*Directions:* All of the entries below are to be copied word for word.

━━━━━━━━━━━━━━━━━━━━

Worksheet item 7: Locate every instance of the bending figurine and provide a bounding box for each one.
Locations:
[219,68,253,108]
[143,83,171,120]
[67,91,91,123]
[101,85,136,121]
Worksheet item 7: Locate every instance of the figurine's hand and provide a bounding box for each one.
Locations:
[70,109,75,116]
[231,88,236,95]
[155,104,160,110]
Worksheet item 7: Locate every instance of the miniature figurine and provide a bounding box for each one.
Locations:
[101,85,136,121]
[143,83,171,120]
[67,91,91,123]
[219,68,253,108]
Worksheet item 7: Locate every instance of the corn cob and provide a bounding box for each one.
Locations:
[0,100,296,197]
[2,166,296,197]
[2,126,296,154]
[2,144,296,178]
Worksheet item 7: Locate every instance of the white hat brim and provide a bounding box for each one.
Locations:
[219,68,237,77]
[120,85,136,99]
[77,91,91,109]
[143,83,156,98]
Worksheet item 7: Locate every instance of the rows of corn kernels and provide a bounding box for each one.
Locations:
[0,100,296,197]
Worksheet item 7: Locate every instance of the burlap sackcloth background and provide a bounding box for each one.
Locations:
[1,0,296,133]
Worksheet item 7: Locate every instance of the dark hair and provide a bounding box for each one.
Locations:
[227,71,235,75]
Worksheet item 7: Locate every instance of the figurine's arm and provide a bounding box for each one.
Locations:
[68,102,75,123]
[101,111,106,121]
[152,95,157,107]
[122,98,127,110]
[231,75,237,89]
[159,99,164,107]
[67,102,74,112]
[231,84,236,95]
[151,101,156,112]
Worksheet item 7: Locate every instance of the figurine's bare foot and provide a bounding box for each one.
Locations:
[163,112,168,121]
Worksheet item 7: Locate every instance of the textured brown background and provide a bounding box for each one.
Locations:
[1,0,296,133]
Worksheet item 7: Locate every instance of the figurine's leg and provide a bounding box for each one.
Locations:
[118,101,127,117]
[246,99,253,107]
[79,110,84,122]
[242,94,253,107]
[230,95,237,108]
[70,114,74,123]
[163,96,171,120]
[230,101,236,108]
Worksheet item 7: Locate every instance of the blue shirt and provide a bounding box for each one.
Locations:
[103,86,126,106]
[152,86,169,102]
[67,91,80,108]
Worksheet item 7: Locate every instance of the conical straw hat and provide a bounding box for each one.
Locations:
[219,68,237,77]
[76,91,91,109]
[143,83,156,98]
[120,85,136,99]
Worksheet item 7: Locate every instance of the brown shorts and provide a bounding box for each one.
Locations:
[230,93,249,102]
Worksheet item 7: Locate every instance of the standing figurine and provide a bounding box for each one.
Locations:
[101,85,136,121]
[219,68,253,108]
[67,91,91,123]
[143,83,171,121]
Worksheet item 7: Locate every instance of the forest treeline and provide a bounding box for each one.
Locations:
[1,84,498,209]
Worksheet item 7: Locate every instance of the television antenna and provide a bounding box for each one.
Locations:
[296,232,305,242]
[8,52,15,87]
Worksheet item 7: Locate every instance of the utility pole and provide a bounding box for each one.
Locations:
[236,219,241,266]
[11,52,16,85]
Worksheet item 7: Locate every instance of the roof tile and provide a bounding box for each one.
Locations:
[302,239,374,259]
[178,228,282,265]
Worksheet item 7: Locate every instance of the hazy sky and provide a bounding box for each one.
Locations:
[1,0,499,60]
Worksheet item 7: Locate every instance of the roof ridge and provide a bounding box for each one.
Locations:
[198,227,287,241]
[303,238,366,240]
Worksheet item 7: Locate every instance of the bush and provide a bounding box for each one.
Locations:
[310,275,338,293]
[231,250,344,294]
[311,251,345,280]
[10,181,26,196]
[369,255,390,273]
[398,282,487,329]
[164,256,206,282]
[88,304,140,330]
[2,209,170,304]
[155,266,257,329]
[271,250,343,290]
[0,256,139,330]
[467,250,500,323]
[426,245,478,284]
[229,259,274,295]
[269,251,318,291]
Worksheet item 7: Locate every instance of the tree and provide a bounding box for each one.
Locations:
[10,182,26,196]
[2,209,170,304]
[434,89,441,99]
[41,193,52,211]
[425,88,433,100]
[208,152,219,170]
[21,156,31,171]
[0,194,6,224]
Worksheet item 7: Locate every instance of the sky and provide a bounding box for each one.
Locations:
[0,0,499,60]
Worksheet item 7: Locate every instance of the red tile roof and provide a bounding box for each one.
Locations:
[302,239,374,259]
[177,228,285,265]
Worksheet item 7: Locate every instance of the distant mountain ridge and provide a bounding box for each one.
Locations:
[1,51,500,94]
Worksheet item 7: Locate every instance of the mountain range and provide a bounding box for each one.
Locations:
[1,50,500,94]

━━━━━━━━━━━━━━━━━━━━

*Reply to the exercise:*
Worksheet item 7: Locate every instance of the bending figurine and provide a bounding box for each one.
Locations:
[219,68,253,108]
[143,83,171,120]
[67,91,91,123]
[101,85,136,121]
Worksheet item 7: Locate every instance of the figurine's hand and provide a bounding box for each one.
Locations:
[70,109,75,116]
[231,88,236,95]
[155,104,160,110]
Worksheet item 7: Locate every instance of the miniature figurine and provide a bounding box for each one.
Locations:
[101,85,136,121]
[143,83,171,120]
[67,91,91,123]
[219,68,253,108]
Worksheet item 7: Locate every instance of the corn cob and provide a bounding box for each one.
Locations:
[0,100,296,197]
[2,166,296,197]
[2,126,296,154]
[2,144,296,178]
Worksheet item 7: Locate every instance of the white hat brim and provide a bounding box for each one.
Locations:
[219,68,237,77]
[120,85,136,99]
[77,91,91,109]
[143,83,156,98]
Worksheet item 7: Locate every instance of the rows of corn kernels and provide a bounding box for each one.
Locations:
[0,100,296,197]
Worksheet item 7: Locate every instance of the burlap sackcloth background and provide a bounding box for each one.
Locations:
[1,0,296,133]
Worksheet item 7: Locate every instance of the dark hair and provide a bounding box for each one.
Locations:
[227,71,235,75]
Worksheet item 7: Locate every instance of the figurine's arm and provide a bounding box for each one.
Locations:
[68,102,75,123]
[101,111,106,121]
[152,95,157,107]
[122,98,127,110]
[231,75,237,89]
[159,99,164,107]
[67,102,74,112]
[231,84,236,95]
[151,101,156,112]
Worksheet item 7: Locate every instance of the figurine's bare foot and provide a bounding box for each one.
Locations:
[163,112,168,121]
Worksheet item 7: Locate every instance of the textured brown background and provide a bounding box for each one.
Locations:
[1,0,296,133]
Worksheet item 7: Locate every instance of the figurine's leg and provide a bounding box for each one.
Locations:
[118,101,127,117]
[246,99,253,107]
[79,110,84,122]
[242,94,253,107]
[230,95,237,108]
[70,114,74,123]
[163,96,171,120]
[230,101,236,108]
Worksheet item 7: Locate every instance of the blue shirt and provide a bounding box for each one.
Locations:
[103,86,126,106]
[152,86,169,102]
[67,91,80,108]
Worksheet item 7: Locate every instance of the conical straw hat and provide a bounding box for each one.
Locations:
[219,68,237,77]
[76,91,91,109]
[143,83,156,98]
[120,85,136,99]
Worksheet item 7: Locate every instance of the brown shorts and provide a bounding box for each one.
Locations:
[230,93,249,102]
Worksheet item 7: Locate every instance of the standing figurine and provide a bounding box for each one.
Locations:
[101,85,136,121]
[219,68,253,108]
[67,91,91,123]
[143,83,171,121]
Worksheet item 7: Locate every instance of the forest treeline and provide a bounding box for each one.
Locations:
[1,84,498,209]
Worksheet item 7: Locate every instance of the television antenna and provide a bounding box for each one.
Locations:
[296,232,305,242]
[8,52,15,87]
Worksheet item 7: Locate every instance of the utility pole and provide a bounding box for each one.
Locations:
[236,219,241,266]
[11,52,16,85]
Worksheet item 7: Locate every instance of the roof tile and provide a bounding box for each one.
Locations:
[302,239,374,259]
[178,228,282,265]
Worksheet item 7: Locate every instance of the hazy sky and provide a bounding box for each one.
Locations:
[1,0,499,60]
Worksheet item 7: Locate every instance of the roof ridge and provide a bounding box for each one.
Locations:
[198,227,287,241]
[303,238,366,240]
Worksheet item 7: Locate every instance of the bush and provide a bounding box for each one.
Locations:
[310,275,338,293]
[231,250,344,294]
[311,251,345,280]
[10,181,26,196]
[369,255,390,273]
[398,282,487,329]
[164,256,206,282]
[88,304,140,330]
[2,209,170,304]
[155,266,257,329]
[271,250,343,290]
[0,256,139,330]
[467,250,500,323]
[426,245,478,284]
[229,259,274,295]
[269,251,318,291]
Worksheet item 7: Locate every instance of the tree and provide a bounding box for each one.
Locations:
[10,182,26,196]
[2,209,170,304]
[434,89,441,99]
[41,193,52,211]
[425,88,433,100]
[208,152,219,170]
[21,156,31,171]
[0,194,6,224]
Worksheet item 7: Locate every instance of the sky and provide a bounding box for each one.
Locations:
[0,0,499,60]
Worksheet item 7: Locate every instance of the red tile roof and provide a bounding box for each one.
Locations:
[302,239,374,259]
[177,228,285,265]
Worksheet item 7: Locate every instance of the distant mountain ridge and provide a bounding box for each one.
Locations:
[1,51,500,94]
Worksheet item 7: Locate every instance of the mountain range and provide a bounding box for each one.
Locations:
[1,50,500,94]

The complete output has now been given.